— TEXT SECTION —
Case study: Martyn - Senior Project/Training Manager

Martyn ended up working for a translation company more by accident than by design.

 

Having been knocked back by international businesses that he, like many recently-qualified Edinburgh University languages graduates, had wrongly assumed would be practically begging him to join their organisations, Martyn decided the next best thing would be to actually go back to live and work in the country whose language he claimed to speak.

Like most languages degrees, his had included a compulsory stay abroad in his penultimate year. Given the choice between enrolling at a French university and teaching English in a French collège, he had picked the latter, the idea of being paid to impart his solid-if-a-little-shaky knowledge of his native tongue appealing to him much more than scraping by as a student in a foreign land. Although the reasoning was suspect, the decision would prove the right one - the constant, day-to-day contact with the language (albeit at the level of a 12-year-old) and total immersion in the local culture (and bars) took him from stilted stammerer to confident conversationalist in just twelve months.

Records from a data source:

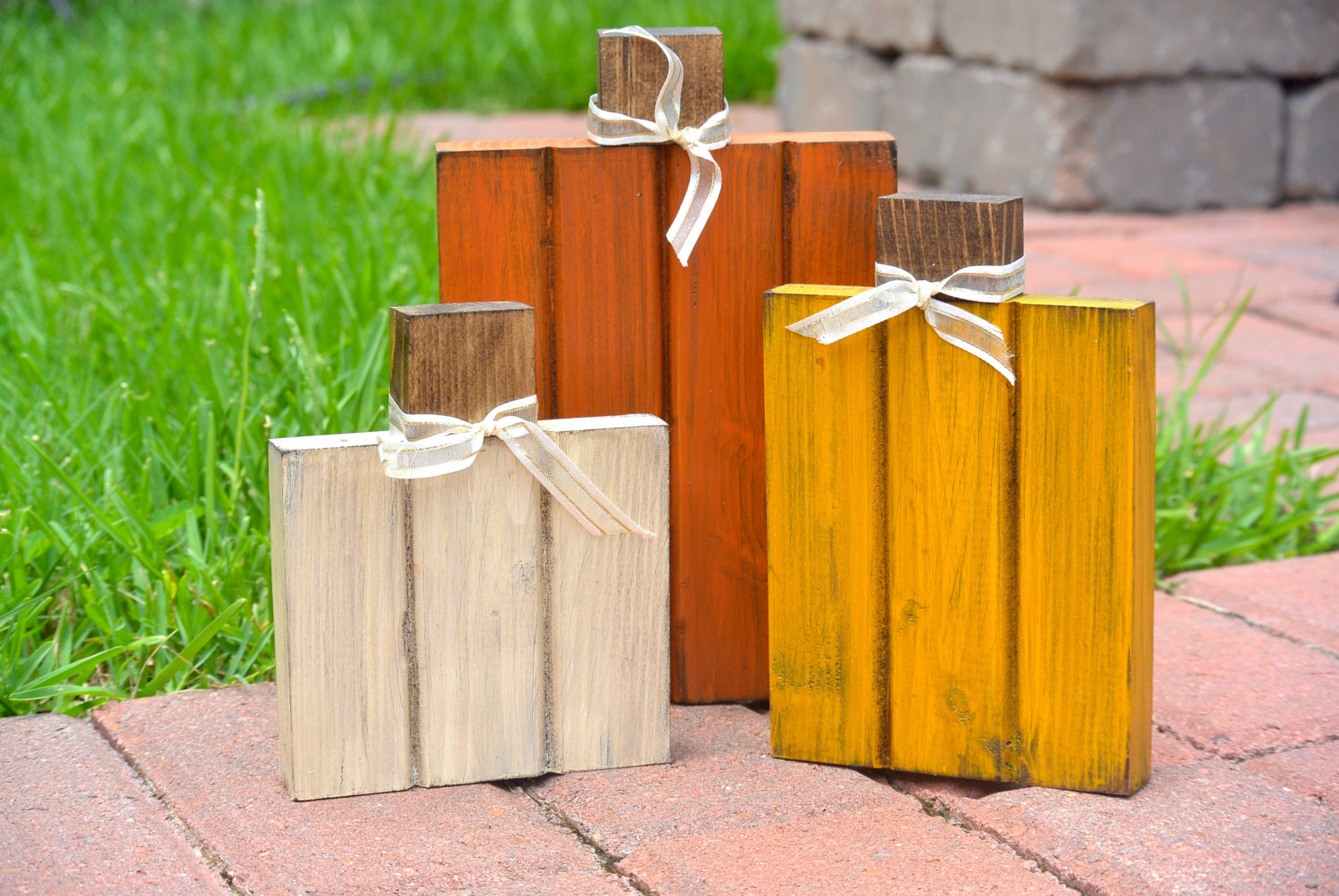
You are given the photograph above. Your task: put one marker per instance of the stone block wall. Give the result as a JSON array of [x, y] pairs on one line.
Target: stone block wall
[[1132, 104]]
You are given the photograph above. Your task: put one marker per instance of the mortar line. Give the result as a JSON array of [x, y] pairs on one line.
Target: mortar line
[[195, 842], [958, 820], [1258, 626], [608, 861]]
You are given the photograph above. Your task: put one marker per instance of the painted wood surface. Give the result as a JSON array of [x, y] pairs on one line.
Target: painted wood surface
[[463, 627], [608, 611], [1085, 521], [461, 359], [828, 566], [478, 622], [1019, 529], [950, 497], [337, 534], [624, 328], [631, 71]]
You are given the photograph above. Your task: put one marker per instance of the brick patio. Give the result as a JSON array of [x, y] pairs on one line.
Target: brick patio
[[181, 793]]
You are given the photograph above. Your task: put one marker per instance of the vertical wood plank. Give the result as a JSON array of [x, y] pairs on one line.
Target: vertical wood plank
[[339, 615], [596, 350], [608, 256], [718, 488], [478, 622], [832, 187], [476, 604], [493, 213], [952, 547], [461, 359], [608, 603], [1085, 481], [631, 72], [827, 536]]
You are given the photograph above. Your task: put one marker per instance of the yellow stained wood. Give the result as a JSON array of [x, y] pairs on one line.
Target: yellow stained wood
[[1085, 527], [1019, 543], [827, 547], [951, 561]]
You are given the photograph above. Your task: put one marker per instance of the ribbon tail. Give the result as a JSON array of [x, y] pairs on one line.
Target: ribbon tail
[[565, 481], [974, 335], [403, 460], [698, 201], [861, 311]]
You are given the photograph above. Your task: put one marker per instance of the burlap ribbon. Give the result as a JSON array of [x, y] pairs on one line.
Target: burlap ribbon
[[423, 444], [613, 129], [899, 291]]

— WORK ORDER —
Answer these questions from the case study about Martyn.
1. Which university did Martyn graduate from with a languages degree?
2. In which year of his degree was the compulsory stay abroad?
3. Rather than enrolling at a French university, what did he choose to do during that stay?

— SOLUTION TO THE PROBLEM —
1. Edinburgh University.
2. His penultimate year.
3. He taught English in a French collège.